Domande sul testo ::
A. Indica se ciascuna affermazione concorda con l'articolo su Diamine, rispondendo sì o no e citando alla lettera le parole che lo stabiliscono.
(i) L'album è stato concepito interamente durante la pausa pandemica.
(ii) Dopo la fine del ritiro montano Andrea è tornato a Roma.
(iii) Secondo Andrea, trovare se stessi quando si è soli è difficile.
B. Rispondi a queste domande sull'articolo su Diamine.
(i) Dove era andato a vivere Andrea?
(ii) Come si intitola la settima traccia dell'album?
(iii) Quali due musicisti vengono nominati a proposito del rischio che uno dei due diventi troppo simile a loro?
C. Riporta senza modifiche il passo dell'articolo su Diamine che va da "Se non fosse" fino a "indie del lockdown." incluso.

In particolare Amore nero sembra il tormentone autunnale ideale per quest’anno cui sembrano mancare non solo le mezze stagioni, ma mesi interi; e in questo Paese in cui i pensieri delle persone che pensano, presto orfani di rappresentanza parlamentare, si dibattono alla ricerca di nuove forme di rappresentazione artistica.
Andrea ci ha giurato che gran parte dell’album è stata concepita anni fa, a partire da un ritiro montano: «Ero andato a vivere in una casetta fuori città, in un paese tra le montagne. Niccolò è venuto a trovarmi, ci siamo chiusi a produrre, ci siamo sopportati per un po’ di tempo e sono nate così molte canzoni».
Se non fosse stato per questa origin story si sarebbe potuto considerare Ma che Diamine, venuto al mondo — in due fasi — durante questa pausa di riflessione che ci siamo presi dalla normalità (non perché non fossimo noi il problema, ma lei), il primo piccolo grande album nativo pandemico che l’Italia abbia prodotto: una richiesta di aiuto, trasmessa attraverso la musica, perché dalla chiusura potesse nascere un’apertura. La settima traccia — Isolamento — neanche a farlo apposta, sembra l’inno nazionale indie del lockdown.
I pezzi sembrano traboccare di memorie bellissime che ricordiamo malamente, forse perché non tutte le abbiamo davvero vissute. Le musiche non sono elettroniche solo per sound, ma sono un principio attivo dell’apparato cantautorale, grazie a impulsi che sono sempre veloci come in un cortocircuito tra la realtà e l’immaginazione.
«Quando sei immerso nelle cose reali puoi scoprire che dietro di esse c’è tutto un mondo poetico e surreale. È l’inconscio che fa dei giri enormi dentro di te e ti viene a dire delle cose. E quando te le viene a dire, le accogli», confessa Andrea. E continua, parlando del ritorno a Roma dopo la fine del ritiro montanaro: «Sono tornato in città anche perché l’andare fuori per trovare me stesso, dopo due anni e mezzo, si era rivelato un mezzo fallimento, soprattutto perché trovare te stesso, quando sei solo, è facile. È parlando e stando con gli altri che ti rendi conto davvero di chi sei».
Per Diamine creare musica è principalmente un’attività consolare: si controllano a vicenda. E non per il rischio che l’uno diventi troppo Paolo Conte e l’altro troppo Giorgio Moroder; che non sembra tanto forte, in fondo. Semmai perché uno è la realtà e la fantasia dell’altro, scambievolmente. Il loro elettro-pop che, sprezzante della forza di gravità della malinconia di fondo, forte delle ali degli arpeggi, riesce a essere verista e onirico un verso sì e una nota pure.

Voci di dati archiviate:
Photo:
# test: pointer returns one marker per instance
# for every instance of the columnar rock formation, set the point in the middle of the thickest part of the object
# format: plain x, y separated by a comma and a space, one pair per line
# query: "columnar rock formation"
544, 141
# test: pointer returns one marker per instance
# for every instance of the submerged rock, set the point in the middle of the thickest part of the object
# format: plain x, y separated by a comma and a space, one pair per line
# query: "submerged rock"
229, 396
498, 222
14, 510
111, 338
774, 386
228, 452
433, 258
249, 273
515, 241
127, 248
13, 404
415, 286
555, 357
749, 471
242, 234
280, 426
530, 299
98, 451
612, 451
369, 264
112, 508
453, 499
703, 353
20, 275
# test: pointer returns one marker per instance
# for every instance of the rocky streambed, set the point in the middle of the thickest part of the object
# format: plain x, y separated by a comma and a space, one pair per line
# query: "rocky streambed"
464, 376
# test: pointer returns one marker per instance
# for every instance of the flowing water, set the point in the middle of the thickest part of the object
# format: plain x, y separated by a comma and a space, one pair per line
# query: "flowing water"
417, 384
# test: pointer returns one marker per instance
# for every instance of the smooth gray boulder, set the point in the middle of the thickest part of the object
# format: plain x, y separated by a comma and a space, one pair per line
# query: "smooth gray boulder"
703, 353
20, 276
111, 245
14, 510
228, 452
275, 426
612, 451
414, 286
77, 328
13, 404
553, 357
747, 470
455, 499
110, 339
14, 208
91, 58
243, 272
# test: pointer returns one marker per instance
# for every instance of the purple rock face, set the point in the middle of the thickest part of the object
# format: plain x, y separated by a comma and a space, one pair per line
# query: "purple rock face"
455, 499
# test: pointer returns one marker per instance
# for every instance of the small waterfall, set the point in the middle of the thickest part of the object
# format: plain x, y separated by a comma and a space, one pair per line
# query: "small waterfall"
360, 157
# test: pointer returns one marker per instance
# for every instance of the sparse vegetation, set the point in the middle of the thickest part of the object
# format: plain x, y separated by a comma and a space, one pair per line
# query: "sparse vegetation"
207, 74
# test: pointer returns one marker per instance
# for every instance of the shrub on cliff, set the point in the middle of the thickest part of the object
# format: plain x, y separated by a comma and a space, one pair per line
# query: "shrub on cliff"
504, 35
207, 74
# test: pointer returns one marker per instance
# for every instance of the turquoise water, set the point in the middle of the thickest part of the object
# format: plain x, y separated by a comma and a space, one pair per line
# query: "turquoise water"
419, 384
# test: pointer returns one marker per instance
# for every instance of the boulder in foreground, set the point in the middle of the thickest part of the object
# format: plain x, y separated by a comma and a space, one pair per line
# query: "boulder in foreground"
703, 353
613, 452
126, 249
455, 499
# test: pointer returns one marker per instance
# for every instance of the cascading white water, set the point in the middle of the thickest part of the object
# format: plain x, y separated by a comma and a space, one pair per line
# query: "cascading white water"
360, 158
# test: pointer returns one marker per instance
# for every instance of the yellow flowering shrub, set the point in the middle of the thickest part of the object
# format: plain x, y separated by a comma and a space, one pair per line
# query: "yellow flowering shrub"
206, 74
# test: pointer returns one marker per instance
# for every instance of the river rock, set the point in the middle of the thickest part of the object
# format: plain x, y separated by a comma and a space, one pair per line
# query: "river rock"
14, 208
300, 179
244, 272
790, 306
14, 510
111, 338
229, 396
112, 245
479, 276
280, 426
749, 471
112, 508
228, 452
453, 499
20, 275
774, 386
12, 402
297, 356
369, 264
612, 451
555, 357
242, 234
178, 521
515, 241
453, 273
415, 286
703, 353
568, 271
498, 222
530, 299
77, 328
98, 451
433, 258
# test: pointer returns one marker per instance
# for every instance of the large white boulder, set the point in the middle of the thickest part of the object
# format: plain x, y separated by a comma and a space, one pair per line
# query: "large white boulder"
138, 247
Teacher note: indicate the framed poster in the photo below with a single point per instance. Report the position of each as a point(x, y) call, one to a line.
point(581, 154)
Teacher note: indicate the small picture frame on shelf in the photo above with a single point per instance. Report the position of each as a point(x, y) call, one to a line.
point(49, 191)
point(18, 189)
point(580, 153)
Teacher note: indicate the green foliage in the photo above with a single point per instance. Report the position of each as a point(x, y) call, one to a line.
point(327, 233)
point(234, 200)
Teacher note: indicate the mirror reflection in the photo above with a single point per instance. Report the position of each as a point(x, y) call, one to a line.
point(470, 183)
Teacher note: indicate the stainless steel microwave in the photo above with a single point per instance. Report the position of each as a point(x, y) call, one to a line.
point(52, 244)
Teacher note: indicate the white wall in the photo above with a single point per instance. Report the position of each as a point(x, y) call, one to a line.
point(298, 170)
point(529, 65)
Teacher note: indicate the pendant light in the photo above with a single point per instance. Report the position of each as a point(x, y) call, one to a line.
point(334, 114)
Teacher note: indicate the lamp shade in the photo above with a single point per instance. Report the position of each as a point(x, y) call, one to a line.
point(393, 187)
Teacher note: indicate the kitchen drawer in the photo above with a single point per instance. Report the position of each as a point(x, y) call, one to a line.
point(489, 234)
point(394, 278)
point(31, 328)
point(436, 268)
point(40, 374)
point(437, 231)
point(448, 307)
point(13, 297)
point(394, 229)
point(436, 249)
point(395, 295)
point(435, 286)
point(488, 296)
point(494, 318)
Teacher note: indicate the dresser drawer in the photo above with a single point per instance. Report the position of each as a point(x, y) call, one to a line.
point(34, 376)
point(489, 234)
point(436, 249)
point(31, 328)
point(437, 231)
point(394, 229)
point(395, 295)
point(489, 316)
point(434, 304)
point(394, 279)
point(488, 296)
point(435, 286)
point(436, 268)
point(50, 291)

Risposte attese ::
A.
(i) No: «gran parte dell’album è stata concepita anni fa, a partire da un ritiro montano».
(ii) Sì: «parlando del ritorno a Roma dopo la fine del ritiro montanaro».
(iii) No: «trovare te stesso, quando sei solo, è facile».

B.
(i) In una casetta fuori città, in un paese tra le montagne.
(ii) Isolamento.
(iii) Paolo Conte e Giorgio Moroder.

C.
Se non fosse stato per questa origin story si sarebbe potuto considerare Ma che Diamine, venuto al mondo — in due fasi — durante questa pausa di riflessione che ci siamo presi dalla normalità (non perché non fossimo noi il problema, ma lei), il primo piccolo grande album nativo pandemico che l’Italia abbia prodotto: una richiesta di aiuto, trasmessa attraverso la musica, perché dalla chiusura potesse nascere un’apertura. La settima traccia — Isolamento — neanche a farlo apposta, sembra l’inno nazionale indie del lockdown.